▶ [What you are asked to do]
If any record holds an image, omit the image and print the rest exactly.

(Stored records)
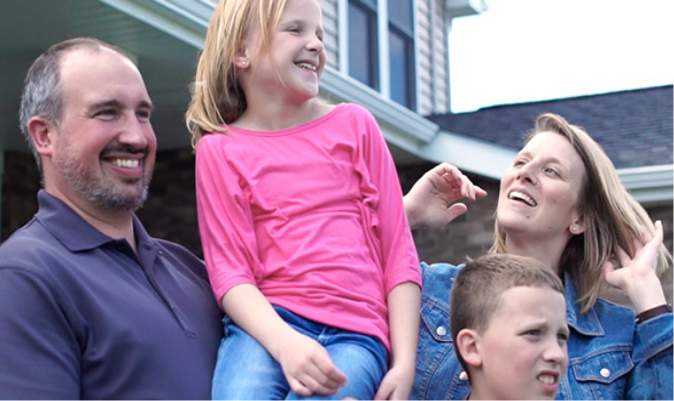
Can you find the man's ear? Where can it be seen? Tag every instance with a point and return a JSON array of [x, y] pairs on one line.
[[468, 346], [41, 132]]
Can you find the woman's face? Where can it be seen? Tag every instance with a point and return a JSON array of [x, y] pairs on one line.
[[539, 193]]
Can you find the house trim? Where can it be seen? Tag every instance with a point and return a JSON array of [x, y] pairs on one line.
[[187, 21]]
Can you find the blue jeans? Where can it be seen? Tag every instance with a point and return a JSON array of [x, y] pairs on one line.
[[245, 370]]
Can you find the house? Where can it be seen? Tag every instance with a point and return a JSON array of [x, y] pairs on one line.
[[388, 55]]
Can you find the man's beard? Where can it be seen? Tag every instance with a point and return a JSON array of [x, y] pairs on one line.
[[100, 190]]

▶ [Task result]
Can you find the man's ear? Where can it be seen? Tag every instance with a point and return a JSON array of [x, y] pairs on one line.
[[468, 346], [41, 132]]
Can you find the woman's face? Where can it be seen? Tag every instance with a point and return a JSON array of [x, y] pairs on one line.
[[539, 193]]
Can you find the house trim? Where can it be seen? Tag every instance with a point and return a JSON array of [x, y] pairs on one line.
[[187, 21]]
Can you find the blue jeans? Where can it be seen? Tag every instance with a point and return a JSON array of [x, y] pairs on one line.
[[245, 370]]
Can you find the house? Where can it be seen? Tag every instance with a point and return a JSON array of [x, y] pairs on one line.
[[388, 55]]
Can you find the man's beard? Where can it be seen? Tag every instance with a point and return a JSON array of [x, y] pairs on one line.
[[100, 190]]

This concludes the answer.